> [What to work on] The answer must be an exact reproduction of all the entries.

> [Records provided]

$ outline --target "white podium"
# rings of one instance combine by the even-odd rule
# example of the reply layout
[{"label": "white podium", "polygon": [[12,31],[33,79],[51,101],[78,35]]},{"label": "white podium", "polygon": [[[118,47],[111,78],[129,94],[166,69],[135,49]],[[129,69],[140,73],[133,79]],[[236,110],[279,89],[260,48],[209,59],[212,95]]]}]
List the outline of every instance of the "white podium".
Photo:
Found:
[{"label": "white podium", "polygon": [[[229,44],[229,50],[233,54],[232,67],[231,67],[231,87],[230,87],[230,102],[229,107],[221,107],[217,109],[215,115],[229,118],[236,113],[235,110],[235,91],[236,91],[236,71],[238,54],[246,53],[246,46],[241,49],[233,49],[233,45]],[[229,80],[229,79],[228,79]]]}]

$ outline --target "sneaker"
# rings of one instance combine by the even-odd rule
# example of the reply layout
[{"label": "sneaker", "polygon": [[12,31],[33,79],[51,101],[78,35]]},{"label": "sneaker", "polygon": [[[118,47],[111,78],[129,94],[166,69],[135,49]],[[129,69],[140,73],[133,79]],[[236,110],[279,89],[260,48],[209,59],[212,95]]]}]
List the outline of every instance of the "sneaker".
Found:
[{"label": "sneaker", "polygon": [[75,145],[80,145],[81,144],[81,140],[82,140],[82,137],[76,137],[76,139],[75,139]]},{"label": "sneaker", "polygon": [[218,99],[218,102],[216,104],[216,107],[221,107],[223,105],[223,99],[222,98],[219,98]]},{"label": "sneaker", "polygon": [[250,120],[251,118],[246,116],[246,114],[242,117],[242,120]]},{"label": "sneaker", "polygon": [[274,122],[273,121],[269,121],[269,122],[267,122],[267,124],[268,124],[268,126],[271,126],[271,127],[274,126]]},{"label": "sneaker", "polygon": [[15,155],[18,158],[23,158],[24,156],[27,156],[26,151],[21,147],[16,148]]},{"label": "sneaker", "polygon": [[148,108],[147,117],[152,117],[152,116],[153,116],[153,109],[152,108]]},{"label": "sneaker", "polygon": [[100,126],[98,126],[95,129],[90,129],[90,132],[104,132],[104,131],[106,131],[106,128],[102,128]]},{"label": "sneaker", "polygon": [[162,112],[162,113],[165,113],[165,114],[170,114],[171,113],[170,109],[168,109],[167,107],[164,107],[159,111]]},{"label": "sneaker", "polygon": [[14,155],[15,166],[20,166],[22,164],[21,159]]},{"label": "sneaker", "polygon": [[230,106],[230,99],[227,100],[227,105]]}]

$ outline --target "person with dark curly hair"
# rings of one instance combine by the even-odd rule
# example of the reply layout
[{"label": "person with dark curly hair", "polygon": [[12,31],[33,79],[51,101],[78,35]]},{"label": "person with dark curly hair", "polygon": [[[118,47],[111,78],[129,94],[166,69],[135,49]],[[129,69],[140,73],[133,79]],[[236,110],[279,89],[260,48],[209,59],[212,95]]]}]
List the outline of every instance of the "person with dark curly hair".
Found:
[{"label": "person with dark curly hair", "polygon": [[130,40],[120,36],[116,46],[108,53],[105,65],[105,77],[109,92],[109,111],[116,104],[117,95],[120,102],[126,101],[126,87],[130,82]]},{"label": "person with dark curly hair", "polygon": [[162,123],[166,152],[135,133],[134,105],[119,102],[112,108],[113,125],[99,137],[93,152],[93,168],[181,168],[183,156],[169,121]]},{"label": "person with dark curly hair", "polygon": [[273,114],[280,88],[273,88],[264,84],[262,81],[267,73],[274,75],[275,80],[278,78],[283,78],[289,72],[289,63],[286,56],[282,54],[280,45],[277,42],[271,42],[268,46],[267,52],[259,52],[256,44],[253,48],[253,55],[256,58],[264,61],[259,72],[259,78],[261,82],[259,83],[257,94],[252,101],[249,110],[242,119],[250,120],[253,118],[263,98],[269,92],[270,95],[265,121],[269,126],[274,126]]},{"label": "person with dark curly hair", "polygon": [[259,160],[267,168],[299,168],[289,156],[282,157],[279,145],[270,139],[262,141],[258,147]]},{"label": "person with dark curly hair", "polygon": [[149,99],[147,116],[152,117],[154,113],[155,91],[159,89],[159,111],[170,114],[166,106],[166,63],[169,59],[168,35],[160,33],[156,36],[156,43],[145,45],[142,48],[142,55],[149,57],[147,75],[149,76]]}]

> [Written answer]
$ outline --target "white podium"
# rings of one instance combine by the even-odd rule
# example of the reply layout
[{"label": "white podium", "polygon": [[12,31],[33,79],[51,101],[78,35]]},{"label": "white podium", "polygon": [[[118,47],[111,78],[129,94],[166,69],[135,49]],[[129,69],[140,73],[133,79]],[[236,110],[279,89],[260,48],[209,59],[212,95]]]}]
List the outline of every instance of the "white podium".
Photo:
Found:
[{"label": "white podium", "polygon": [[[229,44],[229,50],[233,54],[232,67],[231,67],[231,87],[230,87],[230,102],[229,107],[221,107],[217,109],[215,115],[229,118],[236,113],[235,110],[235,91],[236,91],[236,71],[238,54],[246,53],[246,46],[241,49],[233,49],[233,45]],[[229,80],[229,79],[228,79]]]}]

$ outline --target "sneaker"
# rings of one instance combine by the even-odd rule
# example of the reply layout
[{"label": "sneaker", "polygon": [[12,31],[33,79],[51,101],[78,35]]},{"label": "sneaker", "polygon": [[[118,47],[111,78],[129,94],[166,69],[135,49]],[[129,69],[140,73],[133,79]],[[236,110],[279,89],[260,48],[209,59],[212,95]]]}]
List the outline of every instance of the "sneaker".
Found:
[{"label": "sneaker", "polygon": [[75,145],[80,145],[81,144],[81,140],[82,140],[82,137],[76,137],[76,139],[75,139]]},{"label": "sneaker", "polygon": [[218,99],[218,102],[216,104],[216,107],[221,107],[223,105],[223,99],[222,98],[219,98]]},{"label": "sneaker", "polygon": [[250,120],[251,118],[246,116],[246,114],[242,117],[242,120]]},{"label": "sneaker", "polygon": [[274,122],[273,121],[269,121],[269,122],[267,122],[267,124],[268,124],[268,126],[271,126],[271,127],[274,126]]},{"label": "sneaker", "polygon": [[15,155],[18,158],[23,158],[24,156],[27,156],[26,151],[21,147],[16,148]]},{"label": "sneaker", "polygon": [[148,108],[147,117],[152,117],[152,116],[153,116],[153,109],[152,108]]},{"label": "sneaker", "polygon": [[100,126],[98,126],[95,129],[90,129],[90,132],[104,132],[104,131],[106,131],[106,128],[102,128]]},{"label": "sneaker", "polygon": [[162,112],[162,113],[165,113],[165,114],[170,114],[171,113],[170,109],[168,109],[167,107],[164,107],[159,111]]},{"label": "sneaker", "polygon": [[14,155],[15,166],[20,166],[22,164],[21,159]]},{"label": "sneaker", "polygon": [[230,106],[230,99],[227,100],[227,105]]}]

$ outline --target "person with dark curly hair"
# rings of one instance combine by the even-odd rule
# example of the reply layout
[{"label": "person with dark curly hair", "polygon": [[12,31],[33,79],[51,101],[78,35]]},{"label": "person with dark curly hair", "polygon": [[[118,47],[111,78],[129,94],[166,69],[135,49]],[[129,69],[140,73],[133,79]],[[236,110],[279,89],[260,48],[209,59],[212,95]]]}]
List the outline of every instance of the "person with dark curly hair".
Found:
[{"label": "person with dark curly hair", "polygon": [[130,40],[120,36],[116,46],[108,53],[105,65],[105,77],[109,92],[109,111],[116,104],[117,95],[120,102],[126,101],[126,87],[130,82]]},{"label": "person with dark curly hair", "polygon": [[162,123],[166,152],[135,133],[134,105],[119,102],[112,108],[113,125],[99,137],[93,152],[93,168],[181,168],[183,156],[169,121]]},{"label": "person with dark curly hair", "polygon": [[273,114],[280,88],[273,88],[264,84],[262,81],[267,73],[274,75],[275,80],[278,78],[283,78],[289,72],[289,63],[286,56],[282,54],[280,45],[277,42],[271,42],[268,46],[267,52],[259,52],[256,44],[253,48],[253,55],[256,58],[264,61],[259,72],[259,78],[261,82],[259,83],[257,94],[252,101],[249,110],[242,119],[250,120],[253,118],[263,98],[269,92],[270,95],[265,121],[269,126],[274,126]]},{"label": "person with dark curly hair", "polygon": [[259,160],[267,168],[299,168],[289,156],[282,157],[279,145],[270,139],[262,141],[258,147]]},{"label": "person with dark curly hair", "polygon": [[149,99],[147,116],[152,117],[154,113],[155,91],[159,89],[159,111],[170,114],[166,106],[166,63],[169,59],[168,35],[160,33],[156,36],[156,43],[145,45],[142,48],[142,55],[149,57],[147,75],[149,76]]}]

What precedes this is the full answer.